══ Exercise text

Prevalence of Dual Thyroid Ectopy in a Surgical Patient Population
*Sharon H. Gnagi Department Of Otolaryngology Head And Neck Surgery, Mayo Clinic Arizona, Arizona, United States
*Corresponding Author: Sharon H. Gnagi
Department Of Otolaryngology Head And Neck Surgery, Mayo Clinic Arizona, Arizona, United States Email:Gnagi.email@example.com
Published on: 2015-07-24
Objectives: Dual ectopic thyroids are considered rare events previously reported to occur in 9% of patients with ectopic thyroids. The objective of this study is to report an observed elevated prevalence of dual thyroid ectopy detected in patients presenting for surgical treatment of ectopic thyroids. Study Design: Retrospective case series. Methods: Surgical records at three tertiary academic referral centers were searched to identify patients undergoing ectopic thyroid excision from 1994 - 2012. Medical records and radiographic studies were reviewed by two independent reviewers. Results: During the study period, 10 patients underwent surgical excision of ectopic thyroid tissue. Dual foci of ectopic thyroid tissue were identified in 4 patients. In all cases, one focus of ectopic tissue was lingual in location and the second focus was infrahyoid. No patients had an orthotopic gland. Conclusions: A high prevalence of dual thyroid ectopy was detected in our patient population likely secondary to the use of comprehensive imaging studies in all patients. This suggests that a thorough evaluation of patients with ectopic thyroid tissue may identify additional occult foci.

════

=== Task instructions ===
a – Name every section label that the thyroid ectopy abstract marks with a colon.
b – Give a two-sentence summary of the thyroid ectopy abstract.
c – Continue the thyroid ectopy abstract after its final sentence.
The entries have nothing to do with the abstract on dual thyroid ectopy.

══ Provided data

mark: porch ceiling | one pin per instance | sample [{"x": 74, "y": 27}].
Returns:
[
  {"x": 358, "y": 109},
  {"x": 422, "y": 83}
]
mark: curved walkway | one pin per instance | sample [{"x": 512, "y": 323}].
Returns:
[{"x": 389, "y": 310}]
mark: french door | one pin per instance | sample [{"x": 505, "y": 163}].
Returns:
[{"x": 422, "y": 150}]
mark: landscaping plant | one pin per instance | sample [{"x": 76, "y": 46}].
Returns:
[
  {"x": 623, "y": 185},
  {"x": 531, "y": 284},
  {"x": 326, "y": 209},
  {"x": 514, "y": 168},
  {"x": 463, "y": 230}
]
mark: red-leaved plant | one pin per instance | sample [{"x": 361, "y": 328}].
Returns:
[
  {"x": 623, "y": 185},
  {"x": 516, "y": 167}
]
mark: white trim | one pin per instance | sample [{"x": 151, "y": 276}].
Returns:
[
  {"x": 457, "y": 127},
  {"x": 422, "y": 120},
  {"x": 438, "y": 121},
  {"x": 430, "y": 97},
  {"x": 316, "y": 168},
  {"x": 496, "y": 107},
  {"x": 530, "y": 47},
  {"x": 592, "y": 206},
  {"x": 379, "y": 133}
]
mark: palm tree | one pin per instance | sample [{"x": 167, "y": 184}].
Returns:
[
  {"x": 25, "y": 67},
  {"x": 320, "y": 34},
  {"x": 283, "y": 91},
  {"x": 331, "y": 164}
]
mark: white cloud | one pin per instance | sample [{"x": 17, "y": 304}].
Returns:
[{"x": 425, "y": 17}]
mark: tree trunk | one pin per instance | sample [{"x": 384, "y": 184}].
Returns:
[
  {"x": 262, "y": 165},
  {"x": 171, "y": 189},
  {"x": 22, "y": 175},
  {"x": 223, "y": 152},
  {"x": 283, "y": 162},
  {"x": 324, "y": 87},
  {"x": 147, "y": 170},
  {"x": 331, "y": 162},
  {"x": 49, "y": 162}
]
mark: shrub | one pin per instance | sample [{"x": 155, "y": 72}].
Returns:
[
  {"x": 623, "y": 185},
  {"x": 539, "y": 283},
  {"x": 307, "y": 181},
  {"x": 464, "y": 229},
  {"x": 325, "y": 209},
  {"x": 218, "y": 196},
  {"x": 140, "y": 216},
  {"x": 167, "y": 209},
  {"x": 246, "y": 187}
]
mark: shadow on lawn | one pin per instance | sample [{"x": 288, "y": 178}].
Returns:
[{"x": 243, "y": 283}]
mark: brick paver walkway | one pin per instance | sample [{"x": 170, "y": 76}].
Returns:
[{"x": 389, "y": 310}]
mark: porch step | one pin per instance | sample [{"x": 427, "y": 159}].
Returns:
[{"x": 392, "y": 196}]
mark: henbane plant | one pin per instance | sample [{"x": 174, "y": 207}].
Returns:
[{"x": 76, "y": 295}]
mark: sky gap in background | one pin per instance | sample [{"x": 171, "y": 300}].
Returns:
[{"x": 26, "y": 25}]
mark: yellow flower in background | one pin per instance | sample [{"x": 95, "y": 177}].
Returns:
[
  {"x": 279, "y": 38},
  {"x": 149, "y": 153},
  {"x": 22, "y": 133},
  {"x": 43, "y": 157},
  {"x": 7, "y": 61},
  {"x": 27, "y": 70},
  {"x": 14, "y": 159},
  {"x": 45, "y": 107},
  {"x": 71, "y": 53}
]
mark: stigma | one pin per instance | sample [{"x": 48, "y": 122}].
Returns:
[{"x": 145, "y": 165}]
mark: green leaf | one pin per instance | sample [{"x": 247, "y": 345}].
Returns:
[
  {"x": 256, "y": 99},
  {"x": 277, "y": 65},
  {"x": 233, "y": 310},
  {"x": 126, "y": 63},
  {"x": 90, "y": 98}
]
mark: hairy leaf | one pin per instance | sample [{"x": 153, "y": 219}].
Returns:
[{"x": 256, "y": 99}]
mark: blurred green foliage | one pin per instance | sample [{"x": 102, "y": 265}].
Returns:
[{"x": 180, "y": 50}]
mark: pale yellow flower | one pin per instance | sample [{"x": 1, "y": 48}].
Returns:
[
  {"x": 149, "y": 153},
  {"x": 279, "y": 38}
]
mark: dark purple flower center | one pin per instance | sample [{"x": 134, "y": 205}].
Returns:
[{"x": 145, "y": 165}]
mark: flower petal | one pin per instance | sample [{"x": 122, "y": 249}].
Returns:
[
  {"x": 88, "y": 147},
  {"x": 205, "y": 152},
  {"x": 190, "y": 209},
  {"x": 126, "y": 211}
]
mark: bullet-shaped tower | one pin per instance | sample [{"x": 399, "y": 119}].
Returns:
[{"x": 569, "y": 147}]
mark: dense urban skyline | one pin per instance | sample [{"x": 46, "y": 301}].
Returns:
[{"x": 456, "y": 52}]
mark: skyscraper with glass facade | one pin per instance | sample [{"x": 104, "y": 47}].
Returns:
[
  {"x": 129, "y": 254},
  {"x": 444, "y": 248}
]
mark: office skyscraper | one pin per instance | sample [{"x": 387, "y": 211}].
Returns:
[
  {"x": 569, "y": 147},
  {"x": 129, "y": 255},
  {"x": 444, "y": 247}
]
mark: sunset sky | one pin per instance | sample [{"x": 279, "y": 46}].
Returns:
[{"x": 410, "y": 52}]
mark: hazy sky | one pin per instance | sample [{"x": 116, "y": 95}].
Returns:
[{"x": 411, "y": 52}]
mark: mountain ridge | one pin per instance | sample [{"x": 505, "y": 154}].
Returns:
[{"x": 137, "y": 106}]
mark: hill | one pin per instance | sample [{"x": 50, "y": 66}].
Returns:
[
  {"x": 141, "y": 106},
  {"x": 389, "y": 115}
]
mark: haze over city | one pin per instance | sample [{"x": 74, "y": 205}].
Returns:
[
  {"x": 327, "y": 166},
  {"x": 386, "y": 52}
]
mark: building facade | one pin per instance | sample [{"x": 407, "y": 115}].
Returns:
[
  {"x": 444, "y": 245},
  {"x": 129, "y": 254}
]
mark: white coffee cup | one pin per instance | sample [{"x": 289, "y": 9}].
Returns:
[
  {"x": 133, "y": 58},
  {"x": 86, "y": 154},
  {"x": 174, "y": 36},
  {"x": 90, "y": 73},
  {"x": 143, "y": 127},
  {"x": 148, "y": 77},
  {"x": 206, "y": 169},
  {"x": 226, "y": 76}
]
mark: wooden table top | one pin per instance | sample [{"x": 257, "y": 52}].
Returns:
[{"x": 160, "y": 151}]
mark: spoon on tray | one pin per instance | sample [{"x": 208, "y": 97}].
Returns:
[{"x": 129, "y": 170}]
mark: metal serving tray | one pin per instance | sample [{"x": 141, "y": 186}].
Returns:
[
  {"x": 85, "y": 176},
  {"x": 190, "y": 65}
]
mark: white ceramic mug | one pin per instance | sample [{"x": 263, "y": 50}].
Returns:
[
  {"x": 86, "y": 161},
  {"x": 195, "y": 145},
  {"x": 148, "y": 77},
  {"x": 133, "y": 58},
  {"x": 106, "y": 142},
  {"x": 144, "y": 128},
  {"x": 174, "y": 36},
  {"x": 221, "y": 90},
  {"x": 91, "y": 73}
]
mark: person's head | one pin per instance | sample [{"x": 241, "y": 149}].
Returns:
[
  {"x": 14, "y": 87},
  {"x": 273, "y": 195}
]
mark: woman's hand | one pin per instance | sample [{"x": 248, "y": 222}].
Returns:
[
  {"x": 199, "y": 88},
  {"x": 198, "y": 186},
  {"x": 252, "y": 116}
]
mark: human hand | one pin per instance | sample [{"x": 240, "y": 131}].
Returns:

════

=== Expected outputs ===
a – Objectives, Study Design, Methods, Results, Conclusions

b – In a retrospective case series from three tertiary academic referral centers, 4 of 10 patients who underwent surgical excision of ectopic thyroid tissue from 1994 to 2012 had dual foci, one lingual and one infrahyoid, and none had an orthotopic gland. This prevalence is higher than the previously reported 9%, likely because all patients had comprehensive imaging, which suggests that a thorough evaluation may identify additional occult foci.

c –
Ectopic thyroids are rare developmental abnormalities created by aberrant descent of the thyroid from its origin at the base of the tongue. The estimated prevalence of thyroid ectopy is 1:100,000 - 300,000. Although ectopic thyroid tissue can occur throughout the body, most commonly it is located along the path of normal developmental descent including lingual (77 - 90%) and midline cervical locations (10 - 33%). Within this patient population, dual foci of ectopic tissue are infrequent and the literature is primarily limited to case reports and small series. The prevalence of dual thyroid ectopy has previously been estimated at 9%. We present our 18 year experience with ectopic thyroids and elevated prevalence of dual ectopy.